*** ARTIKEL

Es gibt viele Ursachen für diese schlechten Produkte und in jedem Artikel versuche ich, einen dieser Aspekte zu beleuchten. Meines Erachtens sind diese verschwendeten Releases allerdings hauptsächlich darauf zurückzuführen, wie die Rolle des Produktmanagers in einem Unternehmen definiert ist und welche Kompetenzen die Person hat, die man für diese Rolle auswählt.

Dieses Thema beschäftigt mich schon seit längerer Zeit, denn es ist ein äußerst wichtiges Thema und schließlich geht es dabei darum, wie der Job des Produktmanagers wirklich aussehen sollte. Diesen Artikel zu schreiben, ist nicht ganz einfach, denn ich weiß, wie schwierig es ist, nicht nur ein bestimmtes Rollenbild in einer Branche zu verändern, sondern auch die Terminologie zum Beschreiben dieser Rolle.

Terminologie

Bevor wir loslegen, werde ich zur Erläuterung des Problems ein paar Begriffe definieren müssen und es ist mir klar, dass diese Definitionen in vielen Unternehmen nicht der Wirklichkeit entsprechen. In erster Linie werde ich auf die Rolle des Produktmanagers eingehen, der dafür verantwortlich ist, im Detail das Produkt zu definieren, welches das Entwicklungsteam bauen soll. Die Funktion des Produktmarketings besteht darin, dieses Produkt in der Welt bekannt zu machen.

Im Folgenden erfahren Sie mehr über diese beiden sehr unterschiedlichen Rollen.

Ich möchte von Anfang an betonen, dass jedes Produkt einen einzigen verantwortlichen Produktmanager haben sollte, der für die Beschreibung des Produkts zuständig ist (Kombination aus Produktanforderungen und User Experience).

Jedoch finde ich leider sehr oft eine der folgenden Situationen vor, wenn ich in ein neues Unternehmen komme:

  1. Es gibt eine Person, deren Jobbezeichnung irgendetwas mit Produktmarketing oder Produktmanagement zu tun hat. Diese Person ist verantwortlich für die allgemeinen Produktanforderungen, die dann direkt in die Entwicklung gehen – ohne dass dabei auf detaillierte Produktanforderungen oder die vielen kniffligen Entscheidungen eingegangen wird, die damit einhergehen (oft wird auch das User Experience Design nicht mit einbezogen, aber darüber habe ich bereits in einigen früheren Artikeln geschrieben).
  2. Ein Verantwortlicher für das Produktmarketing (zuständig für die allgemeinen Geschäfts-/Produktanforderungen) und ein Produktmanager (zuständig für detaillierte Produktanforderungen) teilen sich die Verantwortung für die Definition des Produkts.

******
*** DATENTEIL

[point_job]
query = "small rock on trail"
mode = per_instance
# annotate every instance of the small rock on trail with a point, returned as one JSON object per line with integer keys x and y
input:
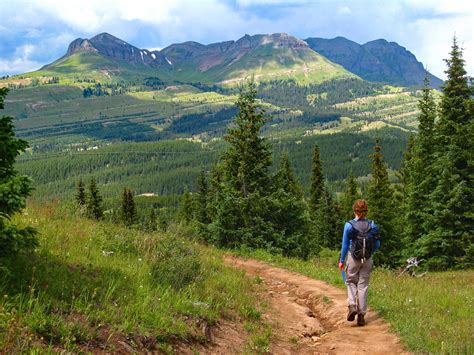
{"x": 308, "y": 316}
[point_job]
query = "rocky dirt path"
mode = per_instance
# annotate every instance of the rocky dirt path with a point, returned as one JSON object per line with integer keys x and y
{"x": 309, "y": 316}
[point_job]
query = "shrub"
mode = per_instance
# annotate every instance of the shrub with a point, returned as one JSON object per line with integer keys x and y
{"x": 177, "y": 262}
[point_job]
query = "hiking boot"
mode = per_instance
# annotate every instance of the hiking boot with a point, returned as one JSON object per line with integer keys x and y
{"x": 352, "y": 312}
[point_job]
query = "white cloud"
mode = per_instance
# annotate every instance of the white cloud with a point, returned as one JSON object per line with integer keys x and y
{"x": 425, "y": 27}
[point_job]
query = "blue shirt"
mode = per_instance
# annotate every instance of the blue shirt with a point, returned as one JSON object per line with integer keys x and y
{"x": 347, "y": 242}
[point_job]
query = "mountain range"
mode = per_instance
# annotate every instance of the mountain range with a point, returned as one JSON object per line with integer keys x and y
{"x": 266, "y": 57}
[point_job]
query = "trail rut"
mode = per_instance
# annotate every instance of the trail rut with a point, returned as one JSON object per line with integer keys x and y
{"x": 309, "y": 316}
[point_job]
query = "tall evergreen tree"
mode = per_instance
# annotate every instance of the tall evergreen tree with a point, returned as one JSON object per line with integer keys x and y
{"x": 186, "y": 207}
{"x": 328, "y": 222}
{"x": 132, "y": 208}
{"x": 381, "y": 210}
{"x": 14, "y": 189}
{"x": 249, "y": 156}
{"x": 81, "y": 194}
{"x": 417, "y": 174}
{"x": 243, "y": 215}
{"x": 317, "y": 181}
{"x": 152, "y": 224}
{"x": 128, "y": 211}
{"x": 290, "y": 214}
{"x": 94, "y": 201}
{"x": 351, "y": 194}
{"x": 449, "y": 239}
{"x": 202, "y": 211}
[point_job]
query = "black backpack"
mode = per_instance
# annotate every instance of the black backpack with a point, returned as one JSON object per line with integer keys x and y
{"x": 362, "y": 244}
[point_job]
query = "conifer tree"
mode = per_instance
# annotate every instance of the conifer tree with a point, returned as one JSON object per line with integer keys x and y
{"x": 317, "y": 181}
{"x": 128, "y": 208}
{"x": 152, "y": 223}
{"x": 290, "y": 215}
{"x": 94, "y": 202}
{"x": 328, "y": 222}
{"x": 202, "y": 212}
{"x": 449, "y": 239}
{"x": 243, "y": 215}
{"x": 417, "y": 175}
{"x": 81, "y": 194}
{"x": 186, "y": 207}
{"x": 124, "y": 213}
{"x": 132, "y": 208}
{"x": 249, "y": 157}
{"x": 285, "y": 178}
{"x": 14, "y": 189}
{"x": 381, "y": 210}
{"x": 351, "y": 194}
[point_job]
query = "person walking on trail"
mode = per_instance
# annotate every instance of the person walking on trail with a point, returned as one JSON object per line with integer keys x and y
{"x": 361, "y": 238}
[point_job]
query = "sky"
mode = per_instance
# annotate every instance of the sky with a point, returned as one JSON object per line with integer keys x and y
{"x": 34, "y": 33}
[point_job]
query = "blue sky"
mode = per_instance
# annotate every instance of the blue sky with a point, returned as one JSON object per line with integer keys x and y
{"x": 33, "y": 33}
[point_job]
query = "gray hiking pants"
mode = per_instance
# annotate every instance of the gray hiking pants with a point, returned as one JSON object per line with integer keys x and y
{"x": 357, "y": 281}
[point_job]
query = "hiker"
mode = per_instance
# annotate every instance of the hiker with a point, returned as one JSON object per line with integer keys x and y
{"x": 361, "y": 238}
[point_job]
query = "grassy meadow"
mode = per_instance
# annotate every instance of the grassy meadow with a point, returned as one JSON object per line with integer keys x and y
{"x": 94, "y": 286}
{"x": 432, "y": 314}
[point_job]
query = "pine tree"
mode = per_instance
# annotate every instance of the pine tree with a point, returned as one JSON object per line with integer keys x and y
{"x": 152, "y": 223}
{"x": 243, "y": 213}
{"x": 14, "y": 189}
{"x": 81, "y": 194}
{"x": 124, "y": 213}
{"x": 132, "y": 208}
{"x": 186, "y": 207}
{"x": 449, "y": 238}
{"x": 202, "y": 212}
{"x": 290, "y": 215}
{"x": 381, "y": 210}
{"x": 128, "y": 211}
{"x": 94, "y": 202}
{"x": 351, "y": 194}
{"x": 317, "y": 181}
{"x": 417, "y": 174}
{"x": 328, "y": 222}
{"x": 286, "y": 179}
{"x": 249, "y": 157}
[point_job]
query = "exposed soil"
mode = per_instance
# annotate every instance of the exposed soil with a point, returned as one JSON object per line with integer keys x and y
{"x": 307, "y": 317}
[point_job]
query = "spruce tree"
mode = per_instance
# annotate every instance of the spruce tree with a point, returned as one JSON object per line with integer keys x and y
{"x": 417, "y": 175}
{"x": 14, "y": 189}
{"x": 243, "y": 214}
{"x": 290, "y": 215}
{"x": 381, "y": 210}
{"x": 317, "y": 181}
{"x": 94, "y": 201}
{"x": 249, "y": 156}
{"x": 351, "y": 194}
{"x": 132, "y": 208}
{"x": 449, "y": 238}
{"x": 152, "y": 223}
{"x": 186, "y": 207}
{"x": 124, "y": 213}
{"x": 202, "y": 212}
{"x": 81, "y": 194}
{"x": 328, "y": 222}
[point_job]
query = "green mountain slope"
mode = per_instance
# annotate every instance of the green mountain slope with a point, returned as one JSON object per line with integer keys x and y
{"x": 266, "y": 57}
{"x": 376, "y": 61}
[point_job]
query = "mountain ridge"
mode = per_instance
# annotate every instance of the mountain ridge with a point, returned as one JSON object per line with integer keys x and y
{"x": 376, "y": 61}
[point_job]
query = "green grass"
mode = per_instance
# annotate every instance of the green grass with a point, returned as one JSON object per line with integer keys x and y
{"x": 69, "y": 296}
{"x": 432, "y": 314}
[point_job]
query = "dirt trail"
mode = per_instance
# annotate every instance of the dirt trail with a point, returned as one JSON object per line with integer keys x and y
{"x": 309, "y": 316}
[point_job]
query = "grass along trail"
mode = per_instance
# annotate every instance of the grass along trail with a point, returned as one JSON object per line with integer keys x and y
{"x": 309, "y": 316}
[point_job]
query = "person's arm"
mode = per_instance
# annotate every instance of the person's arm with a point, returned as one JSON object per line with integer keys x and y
{"x": 345, "y": 242}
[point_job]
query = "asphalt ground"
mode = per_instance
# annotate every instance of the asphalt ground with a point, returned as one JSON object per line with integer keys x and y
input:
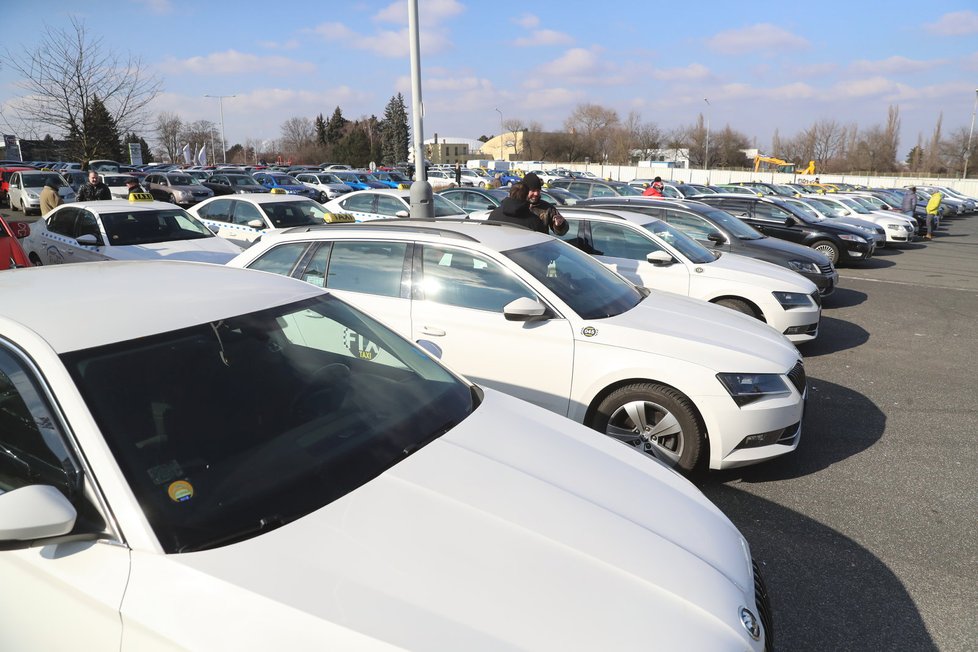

******

• AUFGABE:
Beantworte anhand des Artikels diese Fragen:
1. Wofür ist der Produktmanager verantwortlich?
2. Worin besteht die Funktion des Produktmarketings?
3. Wie viele verantwortliche Produktmanager sollte jedes Produkt haben?
Die Einträge werden hierfür nicht gebraucht.

• LÖSUNG:
1. Er ist dafür verantwortlich, im Detail das Produkt zu definieren, welches das Entwicklungsteam bauen soll.
2. Sie besteht darin, das Produkt in der Welt bekannt zu machen.
3. Jedes Produkt sollte einen einzigen verantwortlichen Produktmanager haben.